▶ **Task instructions**
Transcribe the listing word for word.

▶ **Data for the task**
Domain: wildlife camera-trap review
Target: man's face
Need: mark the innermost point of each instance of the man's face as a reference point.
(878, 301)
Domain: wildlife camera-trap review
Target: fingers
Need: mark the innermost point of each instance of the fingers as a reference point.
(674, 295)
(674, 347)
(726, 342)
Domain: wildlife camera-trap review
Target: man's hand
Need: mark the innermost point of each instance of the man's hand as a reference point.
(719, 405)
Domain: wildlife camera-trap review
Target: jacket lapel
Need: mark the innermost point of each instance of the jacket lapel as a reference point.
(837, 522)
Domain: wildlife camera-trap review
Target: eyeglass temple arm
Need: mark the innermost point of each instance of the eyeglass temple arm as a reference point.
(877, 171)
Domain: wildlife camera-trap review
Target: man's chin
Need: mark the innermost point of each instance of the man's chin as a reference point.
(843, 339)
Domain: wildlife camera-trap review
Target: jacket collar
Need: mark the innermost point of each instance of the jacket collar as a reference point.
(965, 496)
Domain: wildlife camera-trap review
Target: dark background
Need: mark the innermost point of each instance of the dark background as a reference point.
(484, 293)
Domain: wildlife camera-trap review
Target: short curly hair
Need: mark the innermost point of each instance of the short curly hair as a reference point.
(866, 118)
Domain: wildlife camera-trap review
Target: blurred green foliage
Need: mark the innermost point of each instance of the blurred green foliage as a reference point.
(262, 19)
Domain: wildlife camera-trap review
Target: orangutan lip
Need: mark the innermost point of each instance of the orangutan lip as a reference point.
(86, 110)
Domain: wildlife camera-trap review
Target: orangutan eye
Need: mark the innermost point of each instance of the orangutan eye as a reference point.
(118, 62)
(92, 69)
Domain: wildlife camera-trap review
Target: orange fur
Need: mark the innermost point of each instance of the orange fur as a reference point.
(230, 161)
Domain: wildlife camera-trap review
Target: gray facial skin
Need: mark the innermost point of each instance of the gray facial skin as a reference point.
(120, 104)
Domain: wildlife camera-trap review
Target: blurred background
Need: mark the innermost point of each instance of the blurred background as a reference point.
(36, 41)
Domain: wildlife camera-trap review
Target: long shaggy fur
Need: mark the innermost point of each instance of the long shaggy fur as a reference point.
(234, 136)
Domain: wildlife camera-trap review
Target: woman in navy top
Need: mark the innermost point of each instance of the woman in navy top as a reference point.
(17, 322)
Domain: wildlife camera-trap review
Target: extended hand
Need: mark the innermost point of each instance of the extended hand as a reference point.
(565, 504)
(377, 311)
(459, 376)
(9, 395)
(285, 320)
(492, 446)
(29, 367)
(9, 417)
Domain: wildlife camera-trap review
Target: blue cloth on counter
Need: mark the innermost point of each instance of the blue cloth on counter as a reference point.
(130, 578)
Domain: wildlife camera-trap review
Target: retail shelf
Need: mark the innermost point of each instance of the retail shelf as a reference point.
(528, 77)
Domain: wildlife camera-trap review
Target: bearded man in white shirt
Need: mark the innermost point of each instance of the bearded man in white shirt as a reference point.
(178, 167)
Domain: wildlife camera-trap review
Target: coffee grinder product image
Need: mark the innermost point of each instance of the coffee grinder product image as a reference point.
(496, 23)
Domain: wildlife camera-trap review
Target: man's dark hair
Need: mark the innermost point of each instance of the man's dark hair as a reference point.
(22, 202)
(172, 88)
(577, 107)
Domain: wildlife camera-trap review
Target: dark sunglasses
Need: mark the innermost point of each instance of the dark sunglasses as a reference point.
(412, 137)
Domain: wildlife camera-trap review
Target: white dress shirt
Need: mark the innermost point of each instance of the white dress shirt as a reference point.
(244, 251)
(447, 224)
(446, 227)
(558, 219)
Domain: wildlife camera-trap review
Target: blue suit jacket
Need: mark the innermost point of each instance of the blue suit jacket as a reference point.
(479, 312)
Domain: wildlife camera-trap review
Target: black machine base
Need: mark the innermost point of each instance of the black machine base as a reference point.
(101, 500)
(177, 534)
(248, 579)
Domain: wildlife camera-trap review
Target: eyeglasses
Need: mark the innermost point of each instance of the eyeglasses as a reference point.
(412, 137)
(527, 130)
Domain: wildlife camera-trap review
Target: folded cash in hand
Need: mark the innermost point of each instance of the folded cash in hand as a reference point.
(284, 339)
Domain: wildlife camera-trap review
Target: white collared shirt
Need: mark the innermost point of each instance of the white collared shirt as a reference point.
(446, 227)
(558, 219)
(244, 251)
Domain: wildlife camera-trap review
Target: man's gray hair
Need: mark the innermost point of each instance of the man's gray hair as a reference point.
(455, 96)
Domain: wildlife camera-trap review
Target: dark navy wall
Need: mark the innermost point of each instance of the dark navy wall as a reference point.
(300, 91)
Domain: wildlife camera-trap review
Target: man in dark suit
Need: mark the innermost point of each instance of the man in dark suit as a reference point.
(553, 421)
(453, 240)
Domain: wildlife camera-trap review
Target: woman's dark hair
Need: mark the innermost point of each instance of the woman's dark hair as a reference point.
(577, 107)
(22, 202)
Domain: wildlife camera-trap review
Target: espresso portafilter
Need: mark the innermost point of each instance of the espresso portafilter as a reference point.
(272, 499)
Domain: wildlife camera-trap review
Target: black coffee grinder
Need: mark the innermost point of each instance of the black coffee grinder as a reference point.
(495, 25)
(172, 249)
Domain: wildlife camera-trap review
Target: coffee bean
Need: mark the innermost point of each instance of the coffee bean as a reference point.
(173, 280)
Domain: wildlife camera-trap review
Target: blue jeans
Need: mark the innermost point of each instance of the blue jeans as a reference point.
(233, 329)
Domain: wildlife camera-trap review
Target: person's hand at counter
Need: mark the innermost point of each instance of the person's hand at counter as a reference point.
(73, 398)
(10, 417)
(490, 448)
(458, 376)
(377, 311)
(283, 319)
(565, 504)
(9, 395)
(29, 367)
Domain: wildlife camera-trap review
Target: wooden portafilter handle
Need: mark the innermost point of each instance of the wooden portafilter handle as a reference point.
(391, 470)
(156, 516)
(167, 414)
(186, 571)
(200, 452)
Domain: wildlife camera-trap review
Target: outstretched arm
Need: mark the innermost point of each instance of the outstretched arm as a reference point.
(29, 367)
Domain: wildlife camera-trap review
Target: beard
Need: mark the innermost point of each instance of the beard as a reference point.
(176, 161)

▶ **Final result**
Domain: wildlife camera-trap review
Target: man's face
Need: mark the innermost point of each instance of the man's face as a reference point.
(878, 301)
Domain: wildlife camera-trap review
Target: fingers
Need: mark the innermost point of each instance of the fingers as a reference point.
(674, 295)
(674, 347)
(726, 342)
Domain: wildlife camera-trap review
Target: man's hand
Need: mark the innermost point of each instance of the man's hand as a reference point.
(719, 405)
Domain: wildlife camera-trap review
Target: jacket lapel
Need: mark the innermost point of each instance of the jacket lapel as a reference point.
(837, 522)
Domain: wildlife camera-trap review
Target: eyeglass temple arm
Need: mark the innermost point of each instance of the eyeglass temple arm as a reference point.
(877, 171)
Domain: wildlife camera-trap review
Target: man's chin
Need: mark the innermost point of each instance of the man's chin as a reference point.
(843, 339)
Domain: wildlife camera-trap review
Target: jacket collar
Need: mark the innermost point of each instance of the jacket collar as a reference point.
(965, 496)
Domain: wildlife camera-trap review
Target: dark background
Need: mark the innermost point of each instance of the dark background as a reference point.
(484, 293)
Domain: wildlife camera-trap review
Target: short curly hair
Need: mark the innermost point of each instance of the short curly hair as a reference point.
(866, 118)
Domain: wildlife camera-trap review
Target: blurred green foliage
Need: mark the innermost point of each instance of the blurred green foliage as a reference point.
(262, 19)
Domain: wildlife camera-trap review
Target: orangutan lip
Need: mark the innermost point of each instance of the orangutan lip as a reference point.
(86, 110)
Domain: wildlife camera-trap review
Target: orangutan eye
Need: mark the innermost point of each instance of the orangutan eye as a reference point.
(118, 62)
(92, 69)
Domain: wildlife camera-trap review
Target: orange fur
Need: mark the innermost point of each instance of the orange fur as a reference point.
(230, 161)
Domain: wildlife camera-trap review
Target: gray facial skin
Need: mark the innermost point of each instance of the gray facial skin as a reference point.
(120, 104)
Domain: wildlife camera-trap review
Target: blurred background
Need: mark the innermost point of each instance of the blurred background as a reference point.
(36, 41)
Domain: wildlife camera-trap review
Target: long shaggy fur
Need: mark the innermost point of each instance of the long shaggy fur as a reference point.
(234, 136)
Domain: wildlife camera-trap review
Target: woman in navy top
Need: mark the innermost point of each instance of the woman in navy top as a reference point.
(17, 322)
Domain: wildlife camera-trap review
Target: extended hand
Need: mark the innermost point of each instance of the extended hand as a reference point.
(565, 504)
(377, 311)
(459, 376)
(9, 395)
(285, 320)
(492, 446)
(29, 367)
(9, 417)
Domain: wildlife camera-trap review
Target: blue cloth on counter
Need: mark the innermost point of each instance of the blue cloth on counter as a reference point.
(130, 578)
Domain: wildlife camera-trap review
Target: retail shelf
Need: mark the innermost point of each instance of the retail shelf as a reference point.
(528, 77)
Domain: wildlife camera-trap review
Target: bearded man in white shirt
Need: mark the innermost point of each instance of the bearded man in white shirt as a reference point.
(178, 167)
Domain: wildlife camera-trap review
Target: coffee grinder product image
Need: mark the innermost point of each instance of the coffee grinder product image as a reference point.
(496, 23)
Domain: wildlife camera-trap review
Target: man's dark hair
Need: mark the innermost point of each instance of the man's dark hair as a reference point.
(22, 202)
(172, 88)
(577, 107)
Domain: wildlife camera-trap review
Target: dark sunglasses
Need: mark the innermost point of each instance of the dark sunglasses as a reference point.
(412, 137)
Domain: wildlife camera-trap review
Target: white dress shirt
Need: mark the innermost point of each instance of the white dress shirt as a reference point.
(244, 251)
(447, 224)
(446, 227)
(558, 219)
Domain: wildlife camera-trap review
Target: blue suit jacket
Need: mark the innermost point of each instance of the blue suit jacket as a reference point.
(479, 312)
Domain: wildlife camera-trap review
Target: black machine base
Need: mark the innermost point of each instance of the black machine base as a reference point.
(101, 500)
(177, 534)
(248, 579)
Domain: wildlife camera-trap review
Target: eyeglasses
Need: mark the innermost point of each instance of the eyeglasses as a reference point.
(412, 137)
(527, 130)
Domain: wildlife camera-trap review
Target: folded cash in hand
Need: mark the innermost point of each instance of the folded cash in hand as a reference point.
(284, 339)
Domain: wildlife camera-trap review
Target: white collared shirt
Need: mark the innermost point of each instance of the white collared shirt as a reference point.
(446, 227)
(558, 219)
(244, 251)
Domain: wildlife camera-trap review
Target: man's gray hair
Need: mark the innermost point of each instance of the man's gray hair as a reference point.
(455, 96)
Domain: wildlife camera-trap review
Target: dark navy wall
Need: mark the innermost point of each instance of the dark navy wall as a reference point.
(300, 91)
Domain: wildlife camera-trap review
Target: man in dark suit
Need: mark the innermost point of each instance of the man in dark suit as a reference point.
(553, 421)
(453, 240)
Domain: wildlife camera-trap review
Target: woman's dark hair
Need: mark the innermost point of each instance of the woman's dark hair as a reference point.
(577, 107)
(22, 202)
Domain: wildlife camera-trap review
Target: espresso portafilter
Need: mark the innermost point of each instance of the espresso portafilter as a reference point.
(272, 499)
Domain: wildlife camera-trap review
Target: black coffee grinder
Need: mark the innermost point of each instance of the black coffee grinder as a reference point.
(495, 25)
(172, 249)
Domain: wildlife camera-trap review
Target: coffee bean
Need: mark the innermost point of each instance of the coffee bean as a reference point.
(173, 280)
Domain: wildlife camera-trap review
Target: blue jeans
Need: mark the innermost point of each instance of the blue jeans as a reference point.
(233, 329)
Domain: wildlife camera-trap review
Target: person's hand at counter
Need: mark the innermost point of each instance of the person's hand at counter as a reference point.
(73, 398)
(10, 417)
(490, 448)
(458, 376)
(377, 311)
(283, 319)
(565, 504)
(9, 395)
(29, 367)
Domain: wildlife camera-trap review
Target: wooden portafilter handle
Need: mark the innermost point of each instance of the wooden portafilter handle as a reference point.
(391, 470)
(156, 516)
(167, 414)
(186, 571)
(200, 452)
Domain: wildlife camera-trap review
Target: outstretched arm
Need: mark the innermost point of each instance of the outstretched arm as a reference point.
(29, 367)
Domain: wildlife camera-trap review
Target: beard
Need: mark the innermost point of each instance of the beard as a reference point.
(176, 161)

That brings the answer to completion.